Estratto della pagina:
C’è una domanda connessa alla precedente che vorrei porle: in tanti si chiedono come sia stato possibile che la competente Soprintendenza abbia consentito un intervento tanto pesante e snaturante («osceno» l’ha definito Cervellati), addirittura finanziato in maniera sostanziosa dal ministero della cultura; nel girare questo interrogativo a lei, ne aggiungo un altro: lei ha detto diversi anni fa intervenendo ad un incontro pubblico a Bologna, che le Soprintendenze «non bocciano più, ma danno prescrizioni, concordano, trattano, mediano fra scelte politiche e istanze di questa o quella categoria sociale». E’ questo che sta avvenendo e perché?
L’azione delle strutture statali di tutela? Sì. È proprio questo il problema, il nostro warning, il nostro allarme rosso. Un problema gravissimo, che purtroppo non posso che confermare nei termini che lei mi ricorda di aver già detto qualche anno fa.
Le esigenze di tutela si pongono quale “valore di straordinario rilievo”, primario e insuscettibile di essere subordinato a qualunque altro. Le Soprintendenze non sono un servizio di sportello e non devono “mediare” – né concertare o fare confronti – con altri valori pur rispettabilissimi: e dispongono di tutti i necessari strumenti, amministrativi e normativi che siano. Ma dispongono di strumenti soprattutto culturali: e questa è la loro forza, senza necessità di tendere all’incolore o di limitare il proprio pensiero ai sentieri suggeriti dagli altri. Devono essere un riferimento di cultura e di azione: perché mediando mediando se ne andranno all’altro mondo, un brandello per volta, i nostri luoghi più preziosi e si finirà per attivare il bottone rosso dell’autodistruzione.

Consegna:
Prosegui l'intervista sulle Soprintendenze e sulla tutela del patrimonio, ripartendo subito dopo la sua ultima frase.

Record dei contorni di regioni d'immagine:
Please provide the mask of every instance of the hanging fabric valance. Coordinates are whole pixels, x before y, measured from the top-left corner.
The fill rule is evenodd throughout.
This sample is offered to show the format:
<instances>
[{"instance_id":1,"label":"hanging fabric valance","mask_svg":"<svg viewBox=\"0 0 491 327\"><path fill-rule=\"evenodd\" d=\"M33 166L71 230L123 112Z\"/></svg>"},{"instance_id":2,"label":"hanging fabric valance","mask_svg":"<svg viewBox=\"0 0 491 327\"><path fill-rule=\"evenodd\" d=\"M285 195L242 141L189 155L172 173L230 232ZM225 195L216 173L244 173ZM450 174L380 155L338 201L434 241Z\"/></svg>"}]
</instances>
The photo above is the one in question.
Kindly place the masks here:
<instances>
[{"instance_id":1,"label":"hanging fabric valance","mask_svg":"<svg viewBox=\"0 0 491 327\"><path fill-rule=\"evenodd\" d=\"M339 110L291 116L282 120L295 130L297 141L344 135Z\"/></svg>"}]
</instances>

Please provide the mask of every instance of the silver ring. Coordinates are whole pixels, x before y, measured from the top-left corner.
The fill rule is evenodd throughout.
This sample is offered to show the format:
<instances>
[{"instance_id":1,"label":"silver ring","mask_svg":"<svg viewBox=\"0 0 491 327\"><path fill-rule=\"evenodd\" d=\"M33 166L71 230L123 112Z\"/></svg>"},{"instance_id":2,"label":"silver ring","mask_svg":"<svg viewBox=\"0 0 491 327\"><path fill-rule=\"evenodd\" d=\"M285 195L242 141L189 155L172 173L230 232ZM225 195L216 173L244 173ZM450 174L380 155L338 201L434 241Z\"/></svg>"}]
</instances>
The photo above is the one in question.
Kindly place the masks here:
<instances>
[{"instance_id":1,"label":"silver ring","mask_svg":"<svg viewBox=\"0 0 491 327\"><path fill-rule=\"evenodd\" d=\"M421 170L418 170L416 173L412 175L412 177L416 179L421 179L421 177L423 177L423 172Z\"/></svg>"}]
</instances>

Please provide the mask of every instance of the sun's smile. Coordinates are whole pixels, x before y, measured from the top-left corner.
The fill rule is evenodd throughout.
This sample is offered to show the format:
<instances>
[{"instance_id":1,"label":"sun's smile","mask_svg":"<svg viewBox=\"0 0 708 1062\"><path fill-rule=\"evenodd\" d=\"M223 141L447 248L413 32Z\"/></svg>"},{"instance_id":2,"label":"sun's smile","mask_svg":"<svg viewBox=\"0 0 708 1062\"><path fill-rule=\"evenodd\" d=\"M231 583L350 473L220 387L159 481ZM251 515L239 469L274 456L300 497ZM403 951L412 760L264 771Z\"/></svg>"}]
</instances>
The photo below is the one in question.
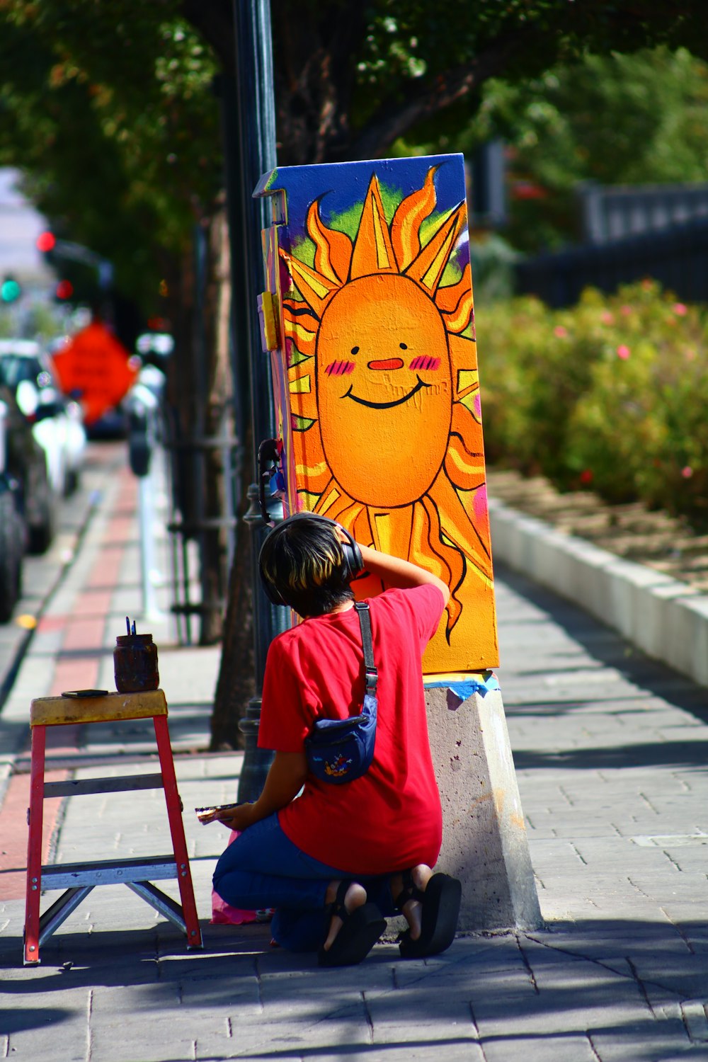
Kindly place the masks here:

Risposta scritta:
Le cito un brano del discorso inaugurale del museo Fellini tenuto dal sindaco di Rimini e le chiedo un commento:
«C’è un vincitore! Sì c’è! In questo caso hanno vinto i bambini che adesso possono muoversi liberi là dove non potevano, possono correre in uno specchio d’acqua come i coetanei di Bordeaux, o al Guggenheim di Bilbao, possono chiedere ai genitori o ai nonni chi siano quegli strani personaggi in bianco e nero proiettati sul teatro e cosa ci sia in quel castello. Perché a Rimini ci sono l’elefante e il rinoceronte. Sigismondo e Fellini. Possono. Possono chiedere. Il punto è proprio questo. Rinunciare per tanti, troppi anni, alla bellezza, alla storia, a passeggiare e godere di questi spazi è stato prima di tutto una privazione di ‘potere’ della persona, dunque di libertà. Chi aveva deciso, e per quale motivo, che questa piazza dovesse esercitare la sua tirannia con l’auto o nel castello, il nulla travestito da niente? Potere scegliere. Scegliere di dire ‘mi piace’, scegliere di dire ‘non mi piace’, scegliere di attraversare una nebulizzazione d’acqua, scegliere di non togliersi le scarpe e scegliere di scuotere la testa. Ma oggi possiamo scegliere: prima no. Oggi restituiamo a Rimini non solo un unico, straordinario omaggio di valore internazionale al suo figlio e genio, ma sopra ogni cosa la possibilità di esercitare liberamente un diritto primario, un diritto civile, indispensabile come l’aria, come l’acqua. C’è chi obietta: non si può ridurre il dibattito sul Fellini Museum a ‘mi piace’ o ‘non mi piace’. Sul piano culturale una risposta di qualche autorevolissimo intellettuale è stata: e perché no? Ma io penso che la novità, la strada nuova è che oggi possiamo farcela questa domanda, dandoci le risposte che riteniamo. Ma prima, santo Dio, quando c’era una piana di catrame e PM10 qualcuno poteva chiedersi ‘mi piace’ o ‘non mi piace’? Poteva scegliere? Poter scegliere è il primo esercizio di democrazia. E di libertà. E’ poco?»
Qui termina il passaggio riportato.